*** AVAILABLE DATA Section Begins ***

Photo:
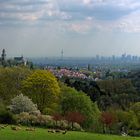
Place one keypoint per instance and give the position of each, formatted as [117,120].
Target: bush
[134,133]
[77,127]
[6,117]
[22,104]
[25,118]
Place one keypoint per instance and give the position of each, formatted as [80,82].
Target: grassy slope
[42,134]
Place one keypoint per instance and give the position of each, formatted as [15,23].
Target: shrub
[35,120]
[22,104]
[134,133]
[6,116]
[77,127]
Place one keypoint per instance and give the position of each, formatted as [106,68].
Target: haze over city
[82,28]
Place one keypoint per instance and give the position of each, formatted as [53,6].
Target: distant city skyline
[81,28]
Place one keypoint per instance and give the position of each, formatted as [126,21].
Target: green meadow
[43,134]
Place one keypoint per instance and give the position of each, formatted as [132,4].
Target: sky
[82,28]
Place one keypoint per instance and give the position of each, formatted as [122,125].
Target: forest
[34,97]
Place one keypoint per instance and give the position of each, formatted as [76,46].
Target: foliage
[42,87]
[74,101]
[10,81]
[41,134]
[107,119]
[6,116]
[22,104]
[74,117]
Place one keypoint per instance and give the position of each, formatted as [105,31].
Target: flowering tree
[72,117]
[107,119]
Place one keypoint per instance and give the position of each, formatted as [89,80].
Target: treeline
[36,97]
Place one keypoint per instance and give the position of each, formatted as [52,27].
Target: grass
[42,134]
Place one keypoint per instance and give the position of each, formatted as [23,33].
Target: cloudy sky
[79,27]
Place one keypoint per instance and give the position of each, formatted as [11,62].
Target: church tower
[3,55]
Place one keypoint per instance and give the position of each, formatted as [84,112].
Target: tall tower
[3,58]
[3,55]
[62,54]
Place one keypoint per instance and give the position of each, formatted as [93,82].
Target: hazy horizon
[82,28]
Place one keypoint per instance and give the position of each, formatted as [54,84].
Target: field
[42,134]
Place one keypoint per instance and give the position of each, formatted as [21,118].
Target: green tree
[42,87]
[22,104]
[10,82]
[74,101]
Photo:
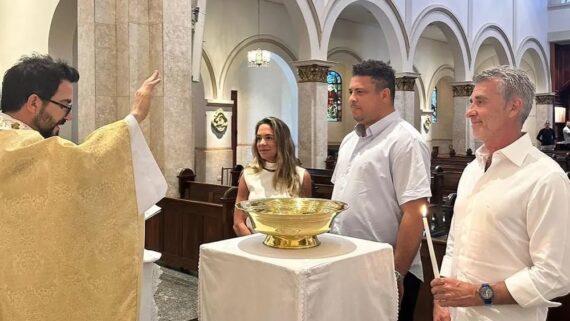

*** AVAILABLE DATA Section Ends ***

_WORK TO BE COMPLETED_
Write every line of the data out again exactly, leaving out all images.

_WRITTEN RESPONSE_
Photo:
Place one keypoint per instance and give the position of each, formatted as [117,120].
Target: bush
[134,133]
[77,127]
[6,117]
[22,104]
[25,118]
Place one keypoint per instance and give the position of each, formatted as [80,82].
Target: grassy slope
[42,134]
Place one keypoint per instance and give the position of each, formatted as [15,23].
Target: shrub
[35,120]
[22,104]
[134,133]
[6,116]
[77,127]
Place one keypoint per instance and give the position of each, formatted as [106,68].
Target: haze over city
[82,28]
Place one keypoint per instance and give the position of each, formatted as [53,6].
Target: distant city skyline
[81,28]
Place one keypoint per instance and give the position of each, formatted as [126,21].
Target: green meadow
[43,134]
Place one keypoint per instance and give the position of each, formatted as [132,4].
Target: sky
[82,28]
Place one keypoint per instance and give the position of each, formatted as [122,125].
Target: forest
[34,97]
Place one keypoint per instance and give the position of each, formatted as [76,46].
Target: foliage
[42,87]
[74,101]
[10,81]
[41,134]
[107,119]
[6,116]
[22,104]
[74,117]
Place one keypoint per instance and give the position of each, formatted as [105,31].
Target: flowering tree
[72,117]
[107,119]
Place one keypoint per instance and give the position of each, formatted as [89,80].
Target: treeline
[36,97]
Place one keypoint per instance and give the position of each, formatted as [52,27].
Target: grass
[42,134]
Place one keypoint per instance and give the position of each, formatted as [23,33].
Target: cloudy sky
[79,27]
Place one keypoint per instance and give the position of each, formatted as [11,62].
Target: church tower
[3,55]
Place one keypoint per instance and give the position of each, formatted as [84,112].
Target: tall tower
[3,58]
[3,55]
[62,54]
Place one keypoint per instance and give the position of each, formatted as [93,82].
Target: hazy horizon
[82,28]
Place one keypoint per instance and give the position of each, formatted as [54,84].
Target: field
[42,134]
Place one keypoint per instance and give the position of each, formatted as [21,118].
Target: green tree
[42,87]
[22,104]
[10,82]
[74,101]
Photo:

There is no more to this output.